Render the lines below as a Markdown table with the columns Number and Text, giving each line a sequential number and leaving out blank lines. Start at the line that contains "Kindly outline every instance of the green" and stop after the line that contains "M 126 213 L".

EXTRACTED ENTRIES |
——————

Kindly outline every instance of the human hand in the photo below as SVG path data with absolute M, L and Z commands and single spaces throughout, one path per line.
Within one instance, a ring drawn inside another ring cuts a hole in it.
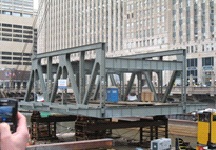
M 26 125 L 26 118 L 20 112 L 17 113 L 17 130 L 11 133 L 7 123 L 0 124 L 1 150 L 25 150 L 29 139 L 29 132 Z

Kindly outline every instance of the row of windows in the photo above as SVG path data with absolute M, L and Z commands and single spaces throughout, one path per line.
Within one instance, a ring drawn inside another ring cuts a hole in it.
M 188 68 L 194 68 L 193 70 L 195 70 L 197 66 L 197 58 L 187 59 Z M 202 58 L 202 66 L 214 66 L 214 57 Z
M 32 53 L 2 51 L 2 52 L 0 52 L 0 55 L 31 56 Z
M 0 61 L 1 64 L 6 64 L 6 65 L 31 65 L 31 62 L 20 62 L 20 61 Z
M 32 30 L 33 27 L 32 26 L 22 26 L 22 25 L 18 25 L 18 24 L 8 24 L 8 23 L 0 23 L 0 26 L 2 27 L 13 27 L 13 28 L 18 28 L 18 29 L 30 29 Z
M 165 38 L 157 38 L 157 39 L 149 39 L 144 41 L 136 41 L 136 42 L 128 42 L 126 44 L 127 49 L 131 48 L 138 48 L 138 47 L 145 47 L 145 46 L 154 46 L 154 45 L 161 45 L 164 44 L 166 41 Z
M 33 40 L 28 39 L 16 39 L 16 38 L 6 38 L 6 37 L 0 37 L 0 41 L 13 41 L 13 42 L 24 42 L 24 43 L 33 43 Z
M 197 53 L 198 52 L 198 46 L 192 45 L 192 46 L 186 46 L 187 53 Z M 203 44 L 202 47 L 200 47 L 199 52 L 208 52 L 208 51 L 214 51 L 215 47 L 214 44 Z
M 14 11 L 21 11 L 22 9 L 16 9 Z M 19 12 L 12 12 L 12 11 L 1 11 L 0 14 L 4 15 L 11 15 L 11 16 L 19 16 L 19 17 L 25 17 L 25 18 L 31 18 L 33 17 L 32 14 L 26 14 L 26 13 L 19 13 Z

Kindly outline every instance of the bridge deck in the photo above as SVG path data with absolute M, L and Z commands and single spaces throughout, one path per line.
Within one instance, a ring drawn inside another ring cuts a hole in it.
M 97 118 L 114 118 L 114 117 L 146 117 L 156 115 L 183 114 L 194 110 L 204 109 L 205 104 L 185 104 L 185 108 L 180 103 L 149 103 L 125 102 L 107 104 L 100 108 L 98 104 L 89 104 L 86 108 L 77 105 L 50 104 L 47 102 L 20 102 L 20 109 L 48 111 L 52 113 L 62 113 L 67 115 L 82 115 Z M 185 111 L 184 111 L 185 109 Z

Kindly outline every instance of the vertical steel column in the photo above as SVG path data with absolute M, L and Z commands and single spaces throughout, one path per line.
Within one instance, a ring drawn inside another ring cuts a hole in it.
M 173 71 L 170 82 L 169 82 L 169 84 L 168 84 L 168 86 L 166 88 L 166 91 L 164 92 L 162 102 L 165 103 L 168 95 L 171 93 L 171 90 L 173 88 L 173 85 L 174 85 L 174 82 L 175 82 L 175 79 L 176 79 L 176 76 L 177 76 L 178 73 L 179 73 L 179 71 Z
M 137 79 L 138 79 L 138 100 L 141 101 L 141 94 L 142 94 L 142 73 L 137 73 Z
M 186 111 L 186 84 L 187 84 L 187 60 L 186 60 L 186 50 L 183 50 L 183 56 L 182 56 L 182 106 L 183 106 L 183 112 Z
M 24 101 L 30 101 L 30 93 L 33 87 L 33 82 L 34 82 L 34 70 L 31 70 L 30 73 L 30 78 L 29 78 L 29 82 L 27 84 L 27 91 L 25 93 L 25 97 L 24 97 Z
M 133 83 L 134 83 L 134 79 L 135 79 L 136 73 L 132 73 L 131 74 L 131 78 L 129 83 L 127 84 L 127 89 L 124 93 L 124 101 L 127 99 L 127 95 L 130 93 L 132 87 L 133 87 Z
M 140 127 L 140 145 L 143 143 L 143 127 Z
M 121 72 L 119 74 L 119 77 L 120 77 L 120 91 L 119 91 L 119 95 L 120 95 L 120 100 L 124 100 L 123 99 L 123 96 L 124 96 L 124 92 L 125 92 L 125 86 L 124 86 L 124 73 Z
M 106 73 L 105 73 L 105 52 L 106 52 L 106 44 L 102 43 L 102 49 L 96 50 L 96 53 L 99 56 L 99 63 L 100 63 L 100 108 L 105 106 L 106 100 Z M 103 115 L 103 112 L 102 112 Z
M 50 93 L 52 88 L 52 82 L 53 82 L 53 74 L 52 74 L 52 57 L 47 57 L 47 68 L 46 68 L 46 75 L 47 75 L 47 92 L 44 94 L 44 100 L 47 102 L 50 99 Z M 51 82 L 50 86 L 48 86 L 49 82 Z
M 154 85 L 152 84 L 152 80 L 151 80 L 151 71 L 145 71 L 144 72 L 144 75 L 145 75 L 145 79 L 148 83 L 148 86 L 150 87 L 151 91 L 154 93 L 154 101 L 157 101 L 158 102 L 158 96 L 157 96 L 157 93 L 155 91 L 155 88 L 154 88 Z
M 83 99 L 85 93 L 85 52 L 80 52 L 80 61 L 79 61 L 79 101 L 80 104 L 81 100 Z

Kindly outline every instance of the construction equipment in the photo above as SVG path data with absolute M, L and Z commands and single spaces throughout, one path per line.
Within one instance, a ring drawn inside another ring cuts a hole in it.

——————

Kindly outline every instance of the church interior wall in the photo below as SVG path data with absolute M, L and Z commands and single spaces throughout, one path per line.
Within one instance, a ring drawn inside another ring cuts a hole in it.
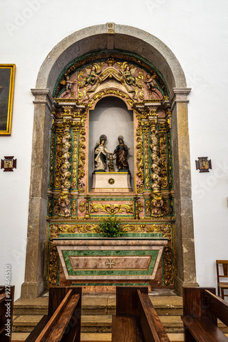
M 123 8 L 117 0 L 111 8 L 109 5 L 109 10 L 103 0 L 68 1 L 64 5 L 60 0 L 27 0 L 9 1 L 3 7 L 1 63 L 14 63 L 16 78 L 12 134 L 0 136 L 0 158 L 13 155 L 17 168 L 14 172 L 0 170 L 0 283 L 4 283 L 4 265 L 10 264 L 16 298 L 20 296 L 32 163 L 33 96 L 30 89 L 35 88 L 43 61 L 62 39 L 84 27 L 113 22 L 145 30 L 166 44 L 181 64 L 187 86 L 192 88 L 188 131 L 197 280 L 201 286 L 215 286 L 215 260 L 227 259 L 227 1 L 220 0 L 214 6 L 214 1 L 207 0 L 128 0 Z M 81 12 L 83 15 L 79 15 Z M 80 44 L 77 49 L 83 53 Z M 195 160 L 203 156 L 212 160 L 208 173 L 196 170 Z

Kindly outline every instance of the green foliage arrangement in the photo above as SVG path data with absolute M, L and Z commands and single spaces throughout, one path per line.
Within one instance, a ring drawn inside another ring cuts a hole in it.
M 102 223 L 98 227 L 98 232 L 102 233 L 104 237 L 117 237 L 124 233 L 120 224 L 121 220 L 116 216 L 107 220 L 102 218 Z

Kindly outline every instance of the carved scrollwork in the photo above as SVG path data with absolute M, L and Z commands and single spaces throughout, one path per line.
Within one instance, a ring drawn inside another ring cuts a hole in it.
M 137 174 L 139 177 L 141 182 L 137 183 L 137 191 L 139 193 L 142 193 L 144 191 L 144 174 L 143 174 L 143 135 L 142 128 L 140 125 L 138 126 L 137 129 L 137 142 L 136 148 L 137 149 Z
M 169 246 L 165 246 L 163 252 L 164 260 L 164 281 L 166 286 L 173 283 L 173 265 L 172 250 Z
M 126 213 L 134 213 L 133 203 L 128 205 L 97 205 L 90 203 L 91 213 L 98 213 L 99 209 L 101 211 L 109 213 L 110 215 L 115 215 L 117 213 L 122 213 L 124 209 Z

——————

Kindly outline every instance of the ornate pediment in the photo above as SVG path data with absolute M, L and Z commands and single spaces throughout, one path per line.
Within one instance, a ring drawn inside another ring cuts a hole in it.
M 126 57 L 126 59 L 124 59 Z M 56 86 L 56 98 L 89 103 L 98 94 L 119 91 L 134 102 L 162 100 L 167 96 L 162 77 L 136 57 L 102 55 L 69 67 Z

——————

CORRECT RESULT |
| Number | Text |
|---|---|
| 1 | Kindly outline every instance of the green foliage arrangement in the photo above as SVG path data with absolute M, L and Z commands and single spaces throughout, one path per line. |
| 2 | Within one instance, a ring drawn inside another ring cuts a hole in it. |
| 3 | M 102 223 L 98 227 L 98 232 L 102 233 L 104 237 L 117 237 L 124 233 L 120 224 L 121 220 L 116 216 L 107 220 L 102 218 Z |
| 4 | Kindly outline every instance of the carved scrollwork in the photo above as SVG path data with absolute M, L and Z commands and single spaces throughout, one path per line. |
| 5 | Within one instance, a ring drawn inside another ring cuts a hole in it. |
| 6 | M 137 174 L 139 177 L 141 182 L 137 183 L 137 191 L 139 193 L 142 193 L 144 191 L 144 174 L 143 174 L 143 135 L 142 128 L 140 125 L 138 126 L 137 129 L 137 142 L 136 148 L 137 149 Z |
| 7 | M 169 246 L 165 246 L 163 252 L 164 260 L 164 281 L 166 286 L 173 283 L 173 265 L 172 250 Z |
| 8 | M 126 213 L 134 213 L 133 203 L 128 205 L 97 205 L 90 203 L 91 213 L 98 213 L 99 209 L 101 211 L 109 213 L 110 215 L 115 215 L 117 213 L 122 213 L 124 209 Z |